Document passage
━━━━━━

# Volunteering Data

Data extracted from Rosterfy and processes below.

In [31]:
from datetime import datetime, date
from pathlib import Path

import petl as etl

from utils import make_time_series, make_cumulative

In [None]:
induction_launch = date.fromisoformat('2024-09-12')
first_event = date.fromisoformat('2024-08-16')

Set up references to paths

In [None]:
ROOT = Path('../')
DATA = ROOT / 'data/published/volunteers'
_TARGET = ROOT / 'src/themes/volunteers/_data'
PEOPLE = _TARGET / 'people'
PEOPLE.mkdir(exist_ok=True, parents=True)
SHIFTS = _TARGET / 'shifts'
SHIFTS.mkdir(exist_ok=True, parents=True)

## Checkpoints

Read checkpoints data from CSV process.

In [34]:
checkpoints = etl.fromcsv(
    DATA / 'checkpoints.csv'
).convert(
    'date', etl.dateparser('%Y-%m-%d')
).convert('count', int).sort(
    key=('date', 'checkpoint')
).recast(
    variablefield='checkpoint', valuefield='count'
).replaceall(
    None, 0
)

Create summarise function. This takes a Pandas dataframe, resamples based on the desired frequency `freq`, adds cumulative counts of each column, converts to a PETL table and renames the date column based on the `title` provided.

In [35]:
def summarise(df, freq, title):
    return (
        df
            .pipe(make_time_series)
            .resample(freq)
            .sum()
            .pipe(make_cumulative)
            .reset_index()

━━━━━━

Supplied information
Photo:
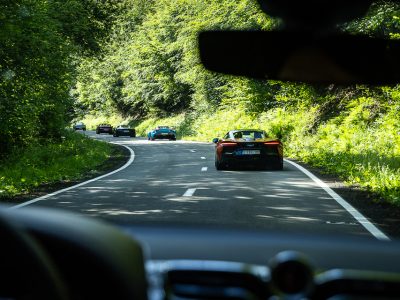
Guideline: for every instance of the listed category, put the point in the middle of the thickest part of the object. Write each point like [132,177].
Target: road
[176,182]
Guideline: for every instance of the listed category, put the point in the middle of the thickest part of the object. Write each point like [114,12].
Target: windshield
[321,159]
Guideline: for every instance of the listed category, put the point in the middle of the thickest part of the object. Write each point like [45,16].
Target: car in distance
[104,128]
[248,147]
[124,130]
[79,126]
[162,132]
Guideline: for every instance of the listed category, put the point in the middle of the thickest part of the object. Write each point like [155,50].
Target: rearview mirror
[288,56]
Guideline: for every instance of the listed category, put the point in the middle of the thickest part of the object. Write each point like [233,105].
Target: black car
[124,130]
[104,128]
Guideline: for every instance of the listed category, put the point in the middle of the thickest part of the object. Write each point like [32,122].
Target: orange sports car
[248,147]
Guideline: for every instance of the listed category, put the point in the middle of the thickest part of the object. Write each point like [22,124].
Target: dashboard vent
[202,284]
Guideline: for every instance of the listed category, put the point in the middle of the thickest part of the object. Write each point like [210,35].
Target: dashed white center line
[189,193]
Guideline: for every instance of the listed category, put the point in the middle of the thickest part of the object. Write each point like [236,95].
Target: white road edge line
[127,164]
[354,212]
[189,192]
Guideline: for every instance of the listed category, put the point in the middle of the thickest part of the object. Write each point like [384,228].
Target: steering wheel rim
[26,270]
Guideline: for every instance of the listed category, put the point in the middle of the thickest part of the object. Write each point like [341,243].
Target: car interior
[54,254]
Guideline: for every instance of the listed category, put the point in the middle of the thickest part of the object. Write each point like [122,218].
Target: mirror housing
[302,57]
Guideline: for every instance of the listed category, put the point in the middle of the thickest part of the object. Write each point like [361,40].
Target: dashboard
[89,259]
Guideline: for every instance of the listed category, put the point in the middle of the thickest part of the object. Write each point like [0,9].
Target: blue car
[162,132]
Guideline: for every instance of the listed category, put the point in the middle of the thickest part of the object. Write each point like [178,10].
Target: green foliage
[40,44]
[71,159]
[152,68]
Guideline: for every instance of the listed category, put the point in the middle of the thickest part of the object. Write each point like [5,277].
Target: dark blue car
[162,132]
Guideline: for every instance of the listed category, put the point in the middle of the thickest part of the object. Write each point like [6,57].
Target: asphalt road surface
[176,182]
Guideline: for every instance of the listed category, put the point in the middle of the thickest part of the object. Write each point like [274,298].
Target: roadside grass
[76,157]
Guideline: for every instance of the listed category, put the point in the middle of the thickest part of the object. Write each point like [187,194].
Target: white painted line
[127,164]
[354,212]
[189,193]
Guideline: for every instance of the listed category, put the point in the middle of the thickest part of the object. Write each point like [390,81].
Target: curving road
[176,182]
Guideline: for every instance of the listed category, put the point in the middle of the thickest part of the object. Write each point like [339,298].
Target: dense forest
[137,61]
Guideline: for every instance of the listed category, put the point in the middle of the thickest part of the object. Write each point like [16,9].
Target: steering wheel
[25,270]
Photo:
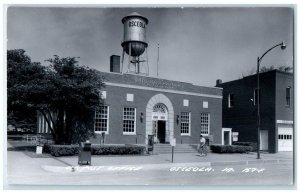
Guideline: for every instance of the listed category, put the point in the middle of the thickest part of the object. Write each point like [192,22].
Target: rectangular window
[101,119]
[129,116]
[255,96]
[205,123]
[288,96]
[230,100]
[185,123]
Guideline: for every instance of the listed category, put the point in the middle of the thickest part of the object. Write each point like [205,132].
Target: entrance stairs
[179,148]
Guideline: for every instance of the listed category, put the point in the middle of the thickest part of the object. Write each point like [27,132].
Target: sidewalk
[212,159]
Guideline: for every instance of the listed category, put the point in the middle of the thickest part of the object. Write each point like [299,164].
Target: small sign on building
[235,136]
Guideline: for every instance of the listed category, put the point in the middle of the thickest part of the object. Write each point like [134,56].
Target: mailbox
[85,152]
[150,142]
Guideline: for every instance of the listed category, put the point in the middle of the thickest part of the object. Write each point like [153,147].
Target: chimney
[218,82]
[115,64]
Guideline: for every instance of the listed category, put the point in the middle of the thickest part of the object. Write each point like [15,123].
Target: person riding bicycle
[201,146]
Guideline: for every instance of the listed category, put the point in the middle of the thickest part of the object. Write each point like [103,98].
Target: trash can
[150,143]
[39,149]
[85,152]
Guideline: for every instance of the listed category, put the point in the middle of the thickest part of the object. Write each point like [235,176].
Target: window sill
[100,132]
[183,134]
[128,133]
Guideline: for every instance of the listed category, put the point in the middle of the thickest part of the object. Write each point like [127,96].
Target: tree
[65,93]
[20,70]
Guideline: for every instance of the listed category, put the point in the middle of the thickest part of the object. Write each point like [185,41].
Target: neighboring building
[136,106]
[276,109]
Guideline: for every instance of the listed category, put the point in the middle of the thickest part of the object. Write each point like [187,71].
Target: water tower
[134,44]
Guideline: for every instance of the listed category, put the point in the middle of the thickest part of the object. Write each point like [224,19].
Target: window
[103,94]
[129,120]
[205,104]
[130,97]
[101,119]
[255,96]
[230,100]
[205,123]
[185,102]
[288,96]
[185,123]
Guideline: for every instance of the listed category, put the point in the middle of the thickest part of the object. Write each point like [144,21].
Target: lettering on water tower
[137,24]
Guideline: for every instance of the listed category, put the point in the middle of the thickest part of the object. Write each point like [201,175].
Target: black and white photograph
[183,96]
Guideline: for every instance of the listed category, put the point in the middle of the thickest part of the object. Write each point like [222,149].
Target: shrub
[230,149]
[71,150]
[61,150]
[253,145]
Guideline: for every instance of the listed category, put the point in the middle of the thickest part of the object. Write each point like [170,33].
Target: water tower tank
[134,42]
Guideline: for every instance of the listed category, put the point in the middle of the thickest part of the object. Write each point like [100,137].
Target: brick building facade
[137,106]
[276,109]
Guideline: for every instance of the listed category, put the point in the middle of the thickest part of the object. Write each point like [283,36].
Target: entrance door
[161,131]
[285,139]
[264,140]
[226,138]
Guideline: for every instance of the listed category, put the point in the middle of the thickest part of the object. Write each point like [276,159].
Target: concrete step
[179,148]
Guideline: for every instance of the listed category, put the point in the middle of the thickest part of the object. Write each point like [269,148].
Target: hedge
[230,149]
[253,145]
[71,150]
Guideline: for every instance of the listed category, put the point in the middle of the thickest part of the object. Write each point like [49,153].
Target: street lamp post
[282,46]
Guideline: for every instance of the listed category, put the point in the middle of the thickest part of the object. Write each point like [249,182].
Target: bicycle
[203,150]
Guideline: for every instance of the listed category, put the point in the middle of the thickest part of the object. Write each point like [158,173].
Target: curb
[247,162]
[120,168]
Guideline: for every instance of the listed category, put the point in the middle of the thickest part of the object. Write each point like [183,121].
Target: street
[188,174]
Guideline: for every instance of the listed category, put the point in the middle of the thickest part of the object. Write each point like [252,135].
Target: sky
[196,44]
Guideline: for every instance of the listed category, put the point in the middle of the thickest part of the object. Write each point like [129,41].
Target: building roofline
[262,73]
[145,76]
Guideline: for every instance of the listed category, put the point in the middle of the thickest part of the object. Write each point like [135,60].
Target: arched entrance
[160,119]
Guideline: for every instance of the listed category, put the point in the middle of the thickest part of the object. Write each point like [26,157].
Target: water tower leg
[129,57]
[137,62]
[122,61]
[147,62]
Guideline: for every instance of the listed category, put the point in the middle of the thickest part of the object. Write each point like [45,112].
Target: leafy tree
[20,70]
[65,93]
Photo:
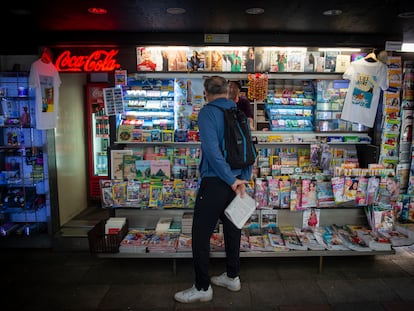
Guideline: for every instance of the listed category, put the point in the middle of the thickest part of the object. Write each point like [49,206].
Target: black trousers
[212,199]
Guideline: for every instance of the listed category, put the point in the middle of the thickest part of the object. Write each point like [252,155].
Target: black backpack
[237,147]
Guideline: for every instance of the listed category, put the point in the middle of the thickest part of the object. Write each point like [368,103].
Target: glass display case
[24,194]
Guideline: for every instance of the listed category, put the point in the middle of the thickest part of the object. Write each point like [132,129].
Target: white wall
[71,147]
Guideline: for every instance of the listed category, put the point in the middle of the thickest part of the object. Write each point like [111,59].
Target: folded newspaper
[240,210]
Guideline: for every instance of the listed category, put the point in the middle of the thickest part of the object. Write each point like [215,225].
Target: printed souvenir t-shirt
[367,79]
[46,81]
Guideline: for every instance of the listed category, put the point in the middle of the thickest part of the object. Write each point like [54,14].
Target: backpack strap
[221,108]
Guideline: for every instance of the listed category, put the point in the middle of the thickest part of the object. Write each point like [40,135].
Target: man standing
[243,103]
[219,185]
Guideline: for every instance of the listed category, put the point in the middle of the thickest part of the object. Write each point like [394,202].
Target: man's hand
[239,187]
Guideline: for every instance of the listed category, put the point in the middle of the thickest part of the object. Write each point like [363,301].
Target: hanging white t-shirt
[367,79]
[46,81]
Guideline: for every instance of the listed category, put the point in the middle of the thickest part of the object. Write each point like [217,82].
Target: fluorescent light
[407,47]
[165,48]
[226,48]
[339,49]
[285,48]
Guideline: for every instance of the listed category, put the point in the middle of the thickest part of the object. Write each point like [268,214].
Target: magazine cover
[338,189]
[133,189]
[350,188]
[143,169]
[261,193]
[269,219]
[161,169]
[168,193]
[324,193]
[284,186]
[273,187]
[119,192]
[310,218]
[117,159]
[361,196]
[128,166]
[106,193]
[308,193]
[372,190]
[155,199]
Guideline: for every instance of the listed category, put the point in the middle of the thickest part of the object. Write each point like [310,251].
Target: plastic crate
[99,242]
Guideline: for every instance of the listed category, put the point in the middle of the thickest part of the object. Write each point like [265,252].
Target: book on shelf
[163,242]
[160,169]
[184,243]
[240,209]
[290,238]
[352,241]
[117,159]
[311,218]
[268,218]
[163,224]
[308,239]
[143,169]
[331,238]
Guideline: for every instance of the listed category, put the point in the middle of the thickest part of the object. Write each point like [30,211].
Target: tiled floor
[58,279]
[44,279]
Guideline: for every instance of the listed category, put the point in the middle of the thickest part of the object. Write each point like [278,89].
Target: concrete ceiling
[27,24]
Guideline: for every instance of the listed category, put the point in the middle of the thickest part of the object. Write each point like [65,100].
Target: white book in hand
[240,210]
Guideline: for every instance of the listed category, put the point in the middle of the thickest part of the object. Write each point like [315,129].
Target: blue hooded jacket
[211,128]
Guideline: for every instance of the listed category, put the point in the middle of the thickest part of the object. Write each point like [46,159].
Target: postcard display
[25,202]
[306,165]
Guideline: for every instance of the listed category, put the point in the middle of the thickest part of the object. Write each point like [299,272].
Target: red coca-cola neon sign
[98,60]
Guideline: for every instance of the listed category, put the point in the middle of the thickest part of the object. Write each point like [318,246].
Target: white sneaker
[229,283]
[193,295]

━━━━━━

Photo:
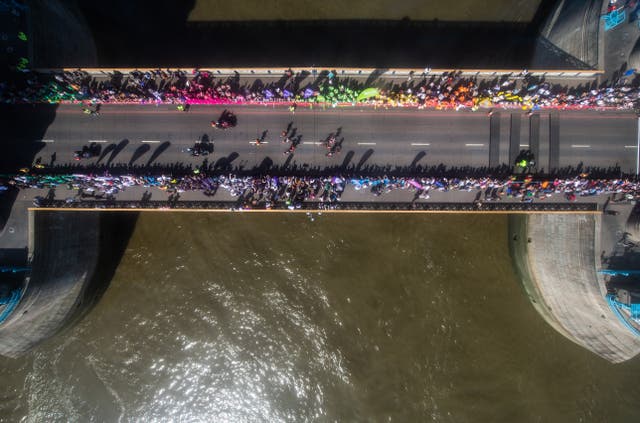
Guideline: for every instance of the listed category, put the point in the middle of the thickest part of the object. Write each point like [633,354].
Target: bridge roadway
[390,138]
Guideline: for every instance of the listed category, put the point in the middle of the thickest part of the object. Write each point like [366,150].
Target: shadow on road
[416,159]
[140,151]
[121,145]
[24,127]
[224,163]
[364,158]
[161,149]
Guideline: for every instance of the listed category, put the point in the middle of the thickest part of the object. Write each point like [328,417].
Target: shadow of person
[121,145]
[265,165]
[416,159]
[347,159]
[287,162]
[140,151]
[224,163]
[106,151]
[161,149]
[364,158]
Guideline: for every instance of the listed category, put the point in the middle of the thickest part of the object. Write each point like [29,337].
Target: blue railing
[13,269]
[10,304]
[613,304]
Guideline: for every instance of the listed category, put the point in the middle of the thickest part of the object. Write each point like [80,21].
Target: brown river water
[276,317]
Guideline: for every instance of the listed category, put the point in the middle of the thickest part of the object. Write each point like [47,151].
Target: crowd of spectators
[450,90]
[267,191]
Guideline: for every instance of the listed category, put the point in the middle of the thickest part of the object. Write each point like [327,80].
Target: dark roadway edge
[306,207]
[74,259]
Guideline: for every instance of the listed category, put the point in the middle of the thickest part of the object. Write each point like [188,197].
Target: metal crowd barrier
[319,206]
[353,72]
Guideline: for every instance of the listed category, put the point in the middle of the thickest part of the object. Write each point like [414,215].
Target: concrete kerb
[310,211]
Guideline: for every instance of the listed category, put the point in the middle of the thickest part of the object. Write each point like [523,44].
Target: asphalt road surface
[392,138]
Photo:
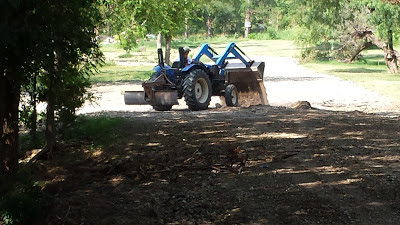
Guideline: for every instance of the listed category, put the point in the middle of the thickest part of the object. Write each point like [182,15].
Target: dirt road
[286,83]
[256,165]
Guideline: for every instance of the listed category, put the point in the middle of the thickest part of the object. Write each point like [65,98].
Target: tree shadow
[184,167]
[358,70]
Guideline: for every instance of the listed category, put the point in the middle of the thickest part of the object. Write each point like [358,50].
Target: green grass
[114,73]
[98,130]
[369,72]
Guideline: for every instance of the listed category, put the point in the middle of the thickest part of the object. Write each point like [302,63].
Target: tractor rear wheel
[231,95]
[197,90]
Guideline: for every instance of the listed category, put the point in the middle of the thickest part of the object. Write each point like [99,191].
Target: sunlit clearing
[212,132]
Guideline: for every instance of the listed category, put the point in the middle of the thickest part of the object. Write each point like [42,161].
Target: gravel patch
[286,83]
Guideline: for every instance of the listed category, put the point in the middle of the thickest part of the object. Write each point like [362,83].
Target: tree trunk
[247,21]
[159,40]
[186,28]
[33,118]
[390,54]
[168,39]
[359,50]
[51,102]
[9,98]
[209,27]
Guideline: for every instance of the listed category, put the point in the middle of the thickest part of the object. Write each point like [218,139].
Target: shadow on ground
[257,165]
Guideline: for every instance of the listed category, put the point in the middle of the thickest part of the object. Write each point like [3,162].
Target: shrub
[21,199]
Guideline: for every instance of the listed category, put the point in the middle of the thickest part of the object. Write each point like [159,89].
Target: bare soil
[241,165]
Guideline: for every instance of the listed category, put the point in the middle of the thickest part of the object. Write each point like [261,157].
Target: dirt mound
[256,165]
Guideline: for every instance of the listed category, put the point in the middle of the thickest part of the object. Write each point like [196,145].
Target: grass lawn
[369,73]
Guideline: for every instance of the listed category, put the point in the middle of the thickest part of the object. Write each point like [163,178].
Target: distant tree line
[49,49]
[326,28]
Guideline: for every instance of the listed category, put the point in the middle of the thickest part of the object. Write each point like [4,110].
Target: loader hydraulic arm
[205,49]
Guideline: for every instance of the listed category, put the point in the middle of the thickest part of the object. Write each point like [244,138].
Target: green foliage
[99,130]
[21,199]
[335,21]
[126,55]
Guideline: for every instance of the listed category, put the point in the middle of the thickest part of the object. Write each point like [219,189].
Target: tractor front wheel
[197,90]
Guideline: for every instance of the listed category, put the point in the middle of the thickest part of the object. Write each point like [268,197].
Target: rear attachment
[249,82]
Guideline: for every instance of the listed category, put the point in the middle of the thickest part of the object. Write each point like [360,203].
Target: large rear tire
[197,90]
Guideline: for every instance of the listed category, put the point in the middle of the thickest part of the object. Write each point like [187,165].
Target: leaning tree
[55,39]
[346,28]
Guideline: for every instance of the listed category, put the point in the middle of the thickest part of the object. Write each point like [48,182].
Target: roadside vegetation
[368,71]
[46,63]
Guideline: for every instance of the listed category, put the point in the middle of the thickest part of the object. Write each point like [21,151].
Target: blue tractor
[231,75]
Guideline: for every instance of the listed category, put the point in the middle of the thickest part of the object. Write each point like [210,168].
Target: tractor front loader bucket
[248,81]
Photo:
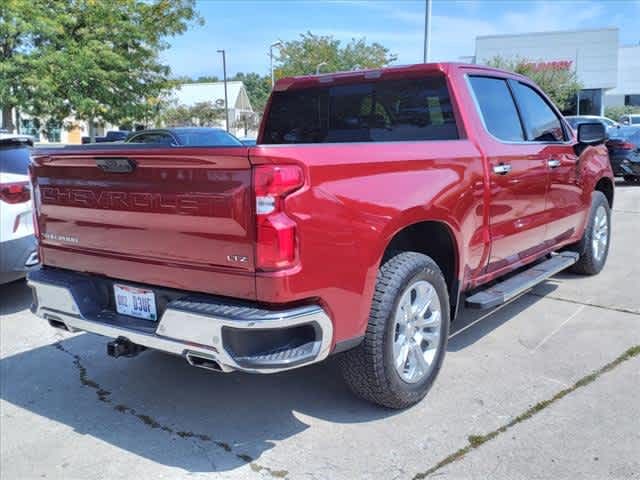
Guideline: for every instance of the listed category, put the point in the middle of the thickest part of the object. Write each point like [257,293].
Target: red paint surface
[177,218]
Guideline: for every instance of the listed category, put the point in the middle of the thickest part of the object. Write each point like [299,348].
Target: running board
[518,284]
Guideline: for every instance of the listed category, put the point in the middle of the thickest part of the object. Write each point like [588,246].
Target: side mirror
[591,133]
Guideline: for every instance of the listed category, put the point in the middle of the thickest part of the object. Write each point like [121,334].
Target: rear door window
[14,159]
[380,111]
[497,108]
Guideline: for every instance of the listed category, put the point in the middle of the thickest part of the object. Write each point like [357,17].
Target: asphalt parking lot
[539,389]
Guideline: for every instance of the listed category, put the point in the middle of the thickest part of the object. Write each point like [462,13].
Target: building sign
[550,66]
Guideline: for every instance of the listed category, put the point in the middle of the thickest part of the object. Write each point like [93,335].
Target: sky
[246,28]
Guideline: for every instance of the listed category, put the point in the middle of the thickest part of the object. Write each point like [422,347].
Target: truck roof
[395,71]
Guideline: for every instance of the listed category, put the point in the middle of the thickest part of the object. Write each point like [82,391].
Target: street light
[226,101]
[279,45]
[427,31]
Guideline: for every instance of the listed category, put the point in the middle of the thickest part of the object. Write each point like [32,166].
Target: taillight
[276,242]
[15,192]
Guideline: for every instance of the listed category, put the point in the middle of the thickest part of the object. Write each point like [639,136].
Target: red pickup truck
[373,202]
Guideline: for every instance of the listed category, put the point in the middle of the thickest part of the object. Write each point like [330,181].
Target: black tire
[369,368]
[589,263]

━━━━━━

Your goal
Answer these about the volunteering data notebook:
(a) From which platform was the data extracted?
(b) What date is assigned to `first_event`?
(c) What kind of table does the summarise function convert the data to?

Full answer
(a) Rosterfy
(b) 2024-08-16
(c) A PETL table